**TEKS HALAMAN:**
'''

Meski Arab Saudi menjamin akan mensubstitusi kebutuhan minyak yang hilang akibat penutupan Selat Hormuz dan tindakan militer akan segera dikerahkan untuk membuka kembali Hormuz, pasar minyak akan telanjur panik. Harga akan terkerek di atas US$ 100 per barel. Efeknya, instabilitas ekonomi global. Sekadar ilustrasi, jika harga minyak menyentuh titik US$ 150 per barel, subsidi bahan bakar minyak yang harus dikeluarkan pemerintah Indonesia sebesar Rp 200 triliun.

Kancah Politik

Kita tahu, ilmu pengetahuan tidak netral. Ada kuasa di dalamnya. Baik dalam mengkonstruksikan konsepsinya maupun mendayagunakan hasilnya. Diskursus nuklir adalah bukti otentik. Di kancah politik, ambivalensi nuklir terang sekali. Apalagi ditambah dengan karut-marut pola komunikasi politik dan strategi diplomasi. Kancah politik menyibak tirai klaim obyektivitas sains. Bahwa itu tak lebih dari ekspresi subyektivitas hegemoni sebuah nalar (Barat) di atas inferiorisasi nalar yang lain (Timur).

'''

**YANG DITANYAKAN:**
**A)** Jawablah pertanyaan berikut berdasarkan teks tentang Selat Hormuz dan nuklir di atas.
(i) Negara mana yang menjamin akan mensubstitusi kebutuhan minyak yang hilang akibat penutupan Selat Hormuz?
(ii) Berapa subsidi bahan bakar minyak yang harus dikeluarkan pemerintah Indonesia jika harga minyak menyentuh US$ 150 per barel?
(iii) Apa yang disebut sebagai bukti otentik bahwa ilmu pengetahuan tidak netral?
**B)** Tuliskan ulang tanpa perubahan bagian teks tentang Selat Hormuz dan nuklir, dimulai dari "Kita tahu, ilmu" dan diakhiri dengan "yang lain (Timur).".

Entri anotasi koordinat
'''

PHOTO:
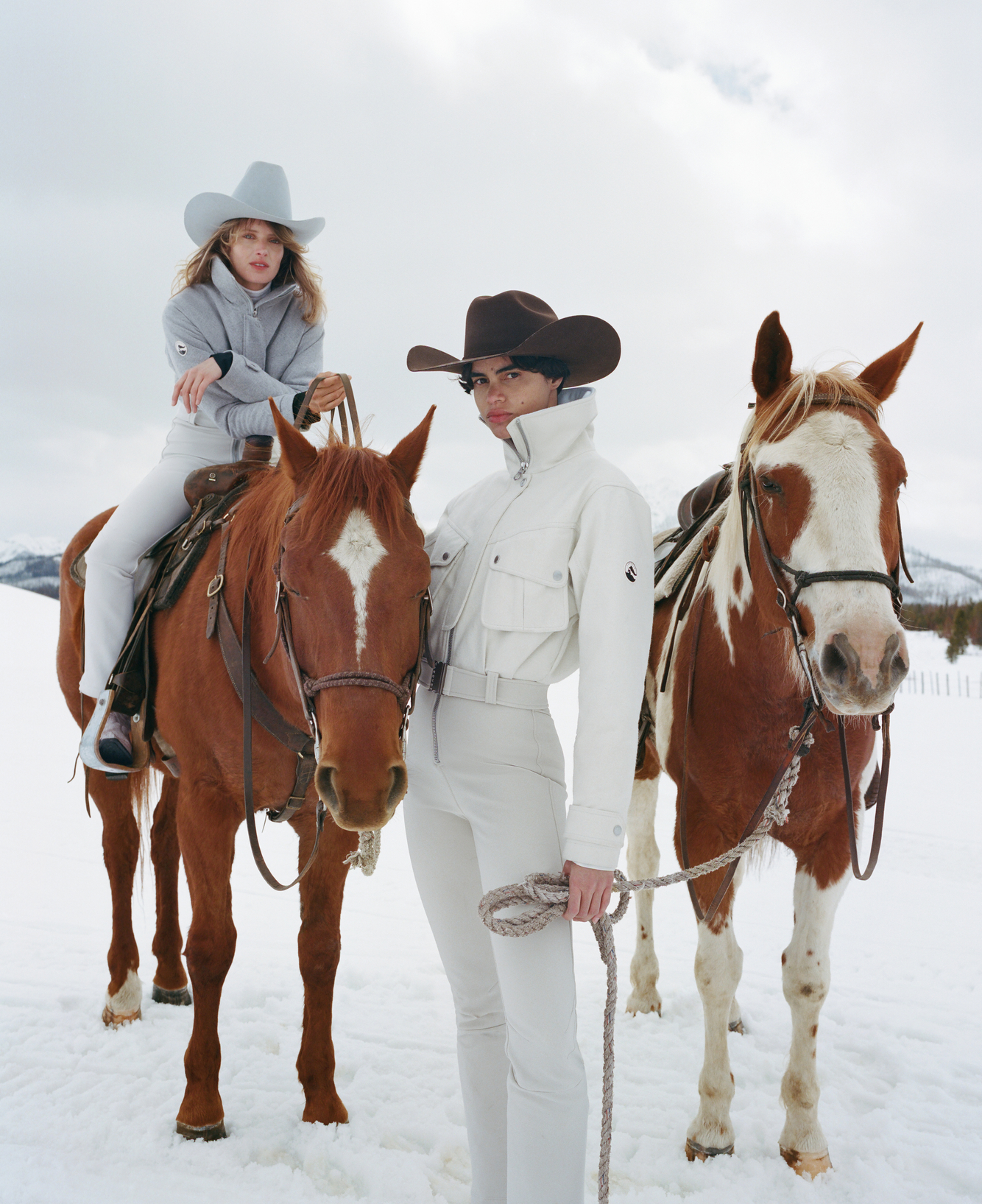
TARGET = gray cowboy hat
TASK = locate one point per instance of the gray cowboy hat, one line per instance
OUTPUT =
(263, 193)
(518, 324)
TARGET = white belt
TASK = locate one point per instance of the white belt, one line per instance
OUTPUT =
(458, 683)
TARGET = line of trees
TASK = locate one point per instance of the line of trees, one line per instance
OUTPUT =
(961, 625)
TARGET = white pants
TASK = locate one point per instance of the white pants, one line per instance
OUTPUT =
(491, 812)
(149, 512)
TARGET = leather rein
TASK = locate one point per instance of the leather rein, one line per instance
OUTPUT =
(798, 743)
(255, 703)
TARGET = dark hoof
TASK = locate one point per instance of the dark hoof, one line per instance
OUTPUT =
(693, 1151)
(181, 999)
(201, 1132)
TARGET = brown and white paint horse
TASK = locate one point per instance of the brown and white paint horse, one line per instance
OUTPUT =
(356, 571)
(827, 481)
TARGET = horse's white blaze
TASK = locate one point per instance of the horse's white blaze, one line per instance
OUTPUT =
(358, 551)
(807, 978)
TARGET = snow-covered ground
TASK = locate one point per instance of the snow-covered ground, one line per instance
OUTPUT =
(87, 1114)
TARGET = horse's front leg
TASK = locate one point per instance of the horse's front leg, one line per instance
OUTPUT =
(170, 980)
(643, 861)
(121, 851)
(718, 965)
(807, 976)
(206, 826)
(322, 893)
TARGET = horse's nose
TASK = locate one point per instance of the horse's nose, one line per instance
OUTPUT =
(843, 667)
(360, 801)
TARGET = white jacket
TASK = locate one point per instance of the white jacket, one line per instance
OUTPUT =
(548, 567)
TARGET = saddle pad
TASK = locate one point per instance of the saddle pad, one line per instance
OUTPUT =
(675, 572)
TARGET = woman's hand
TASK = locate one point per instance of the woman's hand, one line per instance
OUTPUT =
(329, 392)
(191, 388)
(589, 891)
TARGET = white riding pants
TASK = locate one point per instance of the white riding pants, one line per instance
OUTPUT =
(490, 812)
(149, 512)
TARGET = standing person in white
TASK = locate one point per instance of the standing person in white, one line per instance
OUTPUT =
(537, 571)
(244, 325)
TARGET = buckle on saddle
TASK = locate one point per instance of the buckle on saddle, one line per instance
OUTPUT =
(437, 673)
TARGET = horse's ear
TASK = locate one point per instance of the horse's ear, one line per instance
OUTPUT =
(883, 375)
(296, 455)
(771, 358)
(407, 455)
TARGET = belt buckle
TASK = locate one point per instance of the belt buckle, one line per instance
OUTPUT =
(437, 676)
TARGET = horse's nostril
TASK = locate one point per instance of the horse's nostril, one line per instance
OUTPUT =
(834, 663)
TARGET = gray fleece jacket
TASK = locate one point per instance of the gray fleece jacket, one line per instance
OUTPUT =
(275, 352)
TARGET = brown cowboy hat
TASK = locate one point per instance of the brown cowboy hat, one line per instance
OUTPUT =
(518, 324)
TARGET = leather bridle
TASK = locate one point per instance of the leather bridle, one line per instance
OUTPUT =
(787, 600)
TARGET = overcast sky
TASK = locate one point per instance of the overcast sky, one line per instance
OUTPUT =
(680, 169)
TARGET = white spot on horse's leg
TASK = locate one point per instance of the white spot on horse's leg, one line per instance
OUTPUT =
(718, 965)
(125, 1004)
(807, 979)
(358, 551)
(643, 860)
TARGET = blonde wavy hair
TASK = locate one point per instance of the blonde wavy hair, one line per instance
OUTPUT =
(293, 270)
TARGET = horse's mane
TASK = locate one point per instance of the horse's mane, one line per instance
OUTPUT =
(780, 415)
(339, 478)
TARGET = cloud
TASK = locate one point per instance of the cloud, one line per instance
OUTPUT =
(680, 169)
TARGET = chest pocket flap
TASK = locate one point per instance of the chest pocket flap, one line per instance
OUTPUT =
(527, 585)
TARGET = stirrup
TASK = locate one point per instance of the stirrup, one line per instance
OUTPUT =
(88, 749)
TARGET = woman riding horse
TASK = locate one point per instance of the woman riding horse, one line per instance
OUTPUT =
(537, 571)
(244, 325)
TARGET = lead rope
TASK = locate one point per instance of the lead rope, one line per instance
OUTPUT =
(547, 896)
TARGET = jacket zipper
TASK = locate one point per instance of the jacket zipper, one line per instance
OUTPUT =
(527, 460)
(439, 699)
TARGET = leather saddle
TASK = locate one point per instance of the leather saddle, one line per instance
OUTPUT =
(161, 576)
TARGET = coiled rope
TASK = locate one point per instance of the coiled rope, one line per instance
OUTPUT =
(545, 897)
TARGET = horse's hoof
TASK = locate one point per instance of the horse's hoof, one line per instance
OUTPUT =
(117, 1019)
(810, 1164)
(181, 999)
(635, 1003)
(693, 1150)
(201, 1132)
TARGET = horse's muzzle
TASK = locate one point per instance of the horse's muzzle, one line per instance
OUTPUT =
(851, 684)
(358, 803)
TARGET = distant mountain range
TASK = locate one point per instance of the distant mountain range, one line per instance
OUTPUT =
(30, 563)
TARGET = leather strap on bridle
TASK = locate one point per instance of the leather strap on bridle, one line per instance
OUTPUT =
(247, 760)
(350, 398)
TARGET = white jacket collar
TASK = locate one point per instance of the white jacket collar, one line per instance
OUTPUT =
(549, 436)
(229, 286)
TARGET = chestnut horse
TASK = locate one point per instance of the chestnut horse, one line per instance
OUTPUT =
(826, 481)
(352, 563)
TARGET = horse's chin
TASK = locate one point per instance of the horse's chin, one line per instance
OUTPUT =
(360, 814)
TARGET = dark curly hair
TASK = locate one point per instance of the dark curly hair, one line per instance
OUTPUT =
(545, 365)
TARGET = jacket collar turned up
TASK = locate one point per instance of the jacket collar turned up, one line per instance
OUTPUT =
(233, 292)
(547, 437)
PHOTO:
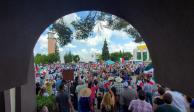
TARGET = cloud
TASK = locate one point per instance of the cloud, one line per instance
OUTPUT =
(101, 34)
(120, 34)
(126, 47)
(83, 50)
(70, 46)
(94, 50)
(68, 19)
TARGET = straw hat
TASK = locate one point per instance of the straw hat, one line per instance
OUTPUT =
(85, 92)
(118, 79)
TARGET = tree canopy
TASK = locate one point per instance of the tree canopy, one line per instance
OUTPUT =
(46, 59)
(105, 51)
(83, 27)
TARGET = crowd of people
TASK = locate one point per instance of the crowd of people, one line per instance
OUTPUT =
(120, 87)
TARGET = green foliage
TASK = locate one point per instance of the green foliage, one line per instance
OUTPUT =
(84, 27)
(45, 59)
(41, 59)
(105, 51)
(49, 102)
(115, 56)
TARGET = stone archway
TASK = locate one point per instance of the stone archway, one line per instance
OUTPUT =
(165, 26)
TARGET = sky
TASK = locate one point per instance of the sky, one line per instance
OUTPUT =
(86, 49)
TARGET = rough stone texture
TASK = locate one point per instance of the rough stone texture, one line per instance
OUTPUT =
(166, 26)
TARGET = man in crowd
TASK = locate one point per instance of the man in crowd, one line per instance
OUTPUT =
(64, 101)
(126, 97)
(140, 105)
(167, 107)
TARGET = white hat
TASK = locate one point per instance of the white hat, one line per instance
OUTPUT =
(118, 79)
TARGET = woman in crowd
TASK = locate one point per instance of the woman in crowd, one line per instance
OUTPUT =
(107, 104)
(84, 104)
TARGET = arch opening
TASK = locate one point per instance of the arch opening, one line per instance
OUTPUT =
(82, 36)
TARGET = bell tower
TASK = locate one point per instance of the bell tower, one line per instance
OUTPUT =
(51, 42)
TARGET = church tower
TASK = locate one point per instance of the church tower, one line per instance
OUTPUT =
(52, 43)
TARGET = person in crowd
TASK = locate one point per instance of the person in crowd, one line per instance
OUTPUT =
(44, 109)
(107, 104)
(43, 92)
(167, 106)
(148, 89)
(158, 100)
(140, 105)
(178, 100)
(126, 97)
(64, 101)
(100, 92)
(188, 100)
(79, 87)
(84, 104)
(93, 94)
(38, 88)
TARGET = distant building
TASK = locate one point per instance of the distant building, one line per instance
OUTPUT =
(141, 53)
(52, 43)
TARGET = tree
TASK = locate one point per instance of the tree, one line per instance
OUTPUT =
(84, 27)
(105, 51)
(76, 58)
(63, 31)
(53, 57)
(68, 58)
(41, 59)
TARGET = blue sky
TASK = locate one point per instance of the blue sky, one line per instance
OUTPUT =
(117, 40)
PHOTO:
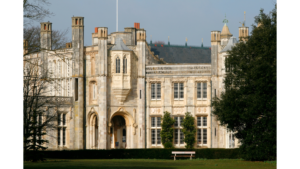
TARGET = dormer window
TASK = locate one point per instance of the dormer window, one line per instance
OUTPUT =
(118, 65)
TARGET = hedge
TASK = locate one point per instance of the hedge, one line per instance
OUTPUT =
(140, 154)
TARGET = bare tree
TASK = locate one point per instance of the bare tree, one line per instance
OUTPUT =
(39, 110)
(34, 10)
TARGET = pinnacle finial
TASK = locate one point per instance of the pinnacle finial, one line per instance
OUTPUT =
(225, 20)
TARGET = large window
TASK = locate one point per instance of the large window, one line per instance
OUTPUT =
(201, 131)
(202, 90)
(155, 91)
(178, 133)
(178, 91)
(61, 129)
(155, 131)
(118, 65)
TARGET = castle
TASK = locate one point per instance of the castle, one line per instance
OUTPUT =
(121, 85)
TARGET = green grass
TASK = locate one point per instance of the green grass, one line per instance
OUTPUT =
(147, 164)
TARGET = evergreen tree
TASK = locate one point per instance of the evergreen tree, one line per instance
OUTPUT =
(189, 130)
(249, 107)
(167, 130)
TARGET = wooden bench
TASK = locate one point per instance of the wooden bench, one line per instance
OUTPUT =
(190, 154)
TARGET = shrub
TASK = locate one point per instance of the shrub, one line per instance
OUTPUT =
(167, 130)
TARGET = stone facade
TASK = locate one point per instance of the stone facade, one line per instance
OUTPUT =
(120, 89)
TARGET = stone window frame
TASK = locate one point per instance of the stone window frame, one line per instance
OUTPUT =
(196, 89)
(93, 86)
(179, 129)
(62, 128)
(184, 81)
(202, 128)
(156, 90)
(155, 128)
(155, 80)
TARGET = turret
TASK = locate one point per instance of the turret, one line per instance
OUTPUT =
(78, 80)
(215, 43)
(243, 33)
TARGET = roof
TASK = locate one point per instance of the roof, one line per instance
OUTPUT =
(119, 45)
(231, 43)
(182, 54)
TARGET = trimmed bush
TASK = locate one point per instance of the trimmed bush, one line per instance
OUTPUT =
(140, 154)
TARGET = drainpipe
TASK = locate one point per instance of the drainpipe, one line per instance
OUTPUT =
(211, 130)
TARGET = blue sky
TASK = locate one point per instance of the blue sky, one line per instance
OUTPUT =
(194, 19)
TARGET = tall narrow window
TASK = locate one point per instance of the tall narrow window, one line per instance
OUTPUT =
(158, 91)
(204, 90)
(155, 131)
(59, 119)
(176, 91)
(140, 94)
(118, 65)
(94, 91)
(204, 136)
(202, 131)
(181, 90)
(124, 65)
(64, 136)
(64, 119)
(198, 90)
(76, 89)
(155, 91)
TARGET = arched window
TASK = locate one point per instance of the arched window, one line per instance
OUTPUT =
(125, 65)
(118, 65)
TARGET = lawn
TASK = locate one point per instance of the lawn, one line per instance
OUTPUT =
(147, 164)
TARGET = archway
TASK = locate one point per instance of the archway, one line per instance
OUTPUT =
(118, 132)
(93, 133)
(128, 123)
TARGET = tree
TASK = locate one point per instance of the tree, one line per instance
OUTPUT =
(167, 130)
(36, 116)
(189, 130)
(34, 10)
(249, 107)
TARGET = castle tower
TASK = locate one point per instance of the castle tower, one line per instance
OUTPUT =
(141, 52)
(225, 34)
(243, 33)
(215, 48)
(46, 44)
(101, 73)
(78, 82)
(215, 43)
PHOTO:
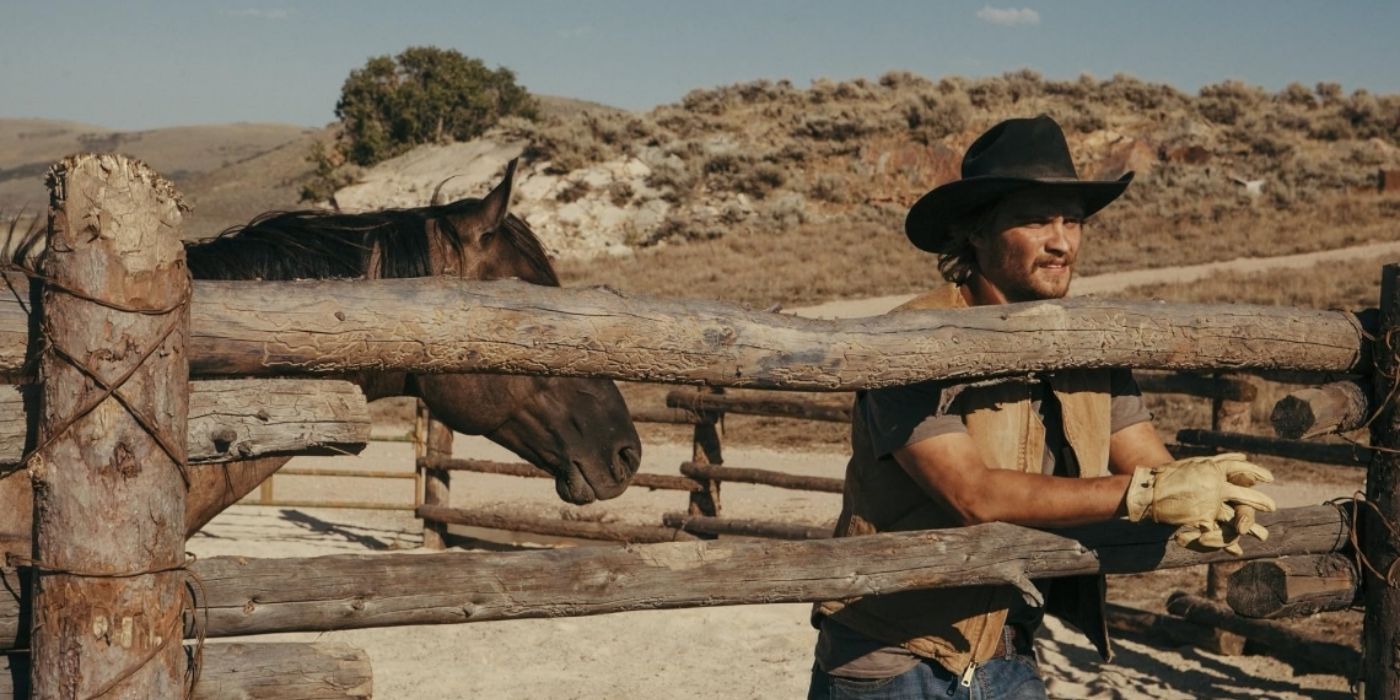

'''

**JAWABAN SETIAP TUGAS:**
**A)**
(i) Arab Saudi.
(ii) Rp 200 triliun.
(iii) Diskursus nuklir.

**B)**
Kita tahu, ilmu pengetahuan tidak netral. Ada kuasa di dalamnya. Baik dalam mengkonstruksikan konsepsinya maupun mendayagunakan hasilnya. Diskursus nuklir adalah bukti otentik. Di kancah politik, ambivalensi nuklir terang sekali. Apalagi ditambah dengan karut-marut pola komunikasi politik dan strategi diplomasi. Kancah politik menyibak tirai klaim obyektivitas sains. Bahwa itu tak lebih dari ekspresi subyektivitas hegemoni sebuah nalar (Barat) di atas inferiorisasi nalar yang lain (Timur).